**WORK INSTRUCTIONS**: Write out the listing below again, precisely as it is given.

**DATA TO USE**:
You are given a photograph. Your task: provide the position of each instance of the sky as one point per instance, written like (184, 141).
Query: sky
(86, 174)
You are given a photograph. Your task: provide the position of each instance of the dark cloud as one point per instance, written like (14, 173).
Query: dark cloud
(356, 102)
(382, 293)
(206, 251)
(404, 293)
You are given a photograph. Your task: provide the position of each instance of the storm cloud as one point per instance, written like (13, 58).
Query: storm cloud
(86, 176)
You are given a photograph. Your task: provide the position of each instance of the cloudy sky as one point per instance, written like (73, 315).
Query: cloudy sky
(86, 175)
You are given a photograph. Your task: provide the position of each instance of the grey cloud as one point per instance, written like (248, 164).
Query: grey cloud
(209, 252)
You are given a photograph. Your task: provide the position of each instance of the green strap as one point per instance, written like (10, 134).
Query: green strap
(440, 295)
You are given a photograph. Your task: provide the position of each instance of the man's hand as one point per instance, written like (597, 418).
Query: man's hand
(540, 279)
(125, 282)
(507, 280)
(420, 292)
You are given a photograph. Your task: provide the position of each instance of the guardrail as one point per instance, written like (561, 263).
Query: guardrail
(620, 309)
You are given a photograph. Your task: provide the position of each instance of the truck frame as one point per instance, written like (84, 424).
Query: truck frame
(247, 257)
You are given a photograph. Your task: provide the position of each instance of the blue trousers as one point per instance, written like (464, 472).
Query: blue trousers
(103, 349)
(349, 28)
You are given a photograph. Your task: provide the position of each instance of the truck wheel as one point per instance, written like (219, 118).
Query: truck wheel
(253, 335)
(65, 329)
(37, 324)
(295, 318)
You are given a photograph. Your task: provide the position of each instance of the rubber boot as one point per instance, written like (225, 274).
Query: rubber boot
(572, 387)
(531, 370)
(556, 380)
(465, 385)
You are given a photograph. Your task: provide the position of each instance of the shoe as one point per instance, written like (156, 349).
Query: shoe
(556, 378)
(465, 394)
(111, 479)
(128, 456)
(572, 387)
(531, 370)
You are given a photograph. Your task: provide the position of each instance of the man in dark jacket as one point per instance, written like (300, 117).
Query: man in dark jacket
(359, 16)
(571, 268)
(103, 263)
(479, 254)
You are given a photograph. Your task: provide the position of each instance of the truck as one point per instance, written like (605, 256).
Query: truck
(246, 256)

**COMPLETE OUTPUT**:
You are given a photograph. Your task: provide the position of each instance of the sky as one point per instance, written like (184, 141).
Query: sky
(86, 174)
You are given a photograph. Your task: provide the position of each instance of the dark cloud as one point per instance, written like (14, 173).
Query: dark cloud
(356, 102)
(382, 293)
(206, 251)
(404, 293)
You are given a photograph. Your task: provide the position of each instance of the storm cloud as one point per instance, written like (13, 58).
Query: storm cloud
(86, 176)
You are given a photograph. Your task: provide the position of each instance of the cloudy sky as one point per instance, written like (73, 315).
Query: cloudy sky
(86, 175)
You are given a photograph. Your task: provide the position of each instance of the grey cloud as one point per instance, written like (248, 164).
Query: grey cloud
(209, 252)
You are given a photograph. Your task: provide the position of each instance of the green strap as one point per instance, written like (10, 134).
Query: green strap
(440, 295)
You are given a photograph. Your task: provide the position of each instance of the man's hand as one point per instance, written like (597, 418).
Query: man's hand
(540, 279)
(125, 282)
(507, 280)
(420, 292)
You are given a photograph. Your task: provide the position of each instance of the guardrail as one point per instance, written like (561, 263).
Query: guardrail
(620, 309)
You are given a photograph. Your task: provide the position of each instance of the truck frame as one point per instance, written like (84, 424).
Query: truck frame
(247, 257)
You are given a photograph. Your task: provide the position of each instance of the blue trousers as one point per instance, written like (464, 472).
Query: blue trousers
(103, 349)
(349, 28)
You are given a photograph. Your task: provide the position of each instance of the truck wheel as one point per instance, written like (219, 118).
Query: truck wheel
(253, 335)
(65, 329)
(37, 324)
(295, 318)
You are given a photograph. Your task: provide the position of each instance of the rubber boot as one point per instance, written like (225, 274).
Query: rubber boot
(572, 387)
(531, 370)
(556, 380)
(465, 385)
You are given a photograph. Your task: provide the position of each instance of the shoe as one point per instance, written like (156, 349).
Query: shoe
(556, 378)
(465, 394)
(111, 479)
(128, 456)
(572, 387)
(531, 370)
You are given a photograph. Your task: provide the position of each instance of the man in dark jacket as one point per instance, written like (300, 117).
Query: man in dark jacket
(359, 16)
(571, 268)
(103, 263)
(479, 254)
You are given a photograph. Your task: provide the position of each instance of the truck as one point per instance, written like (605, 256).
Query: truck
(246, 256)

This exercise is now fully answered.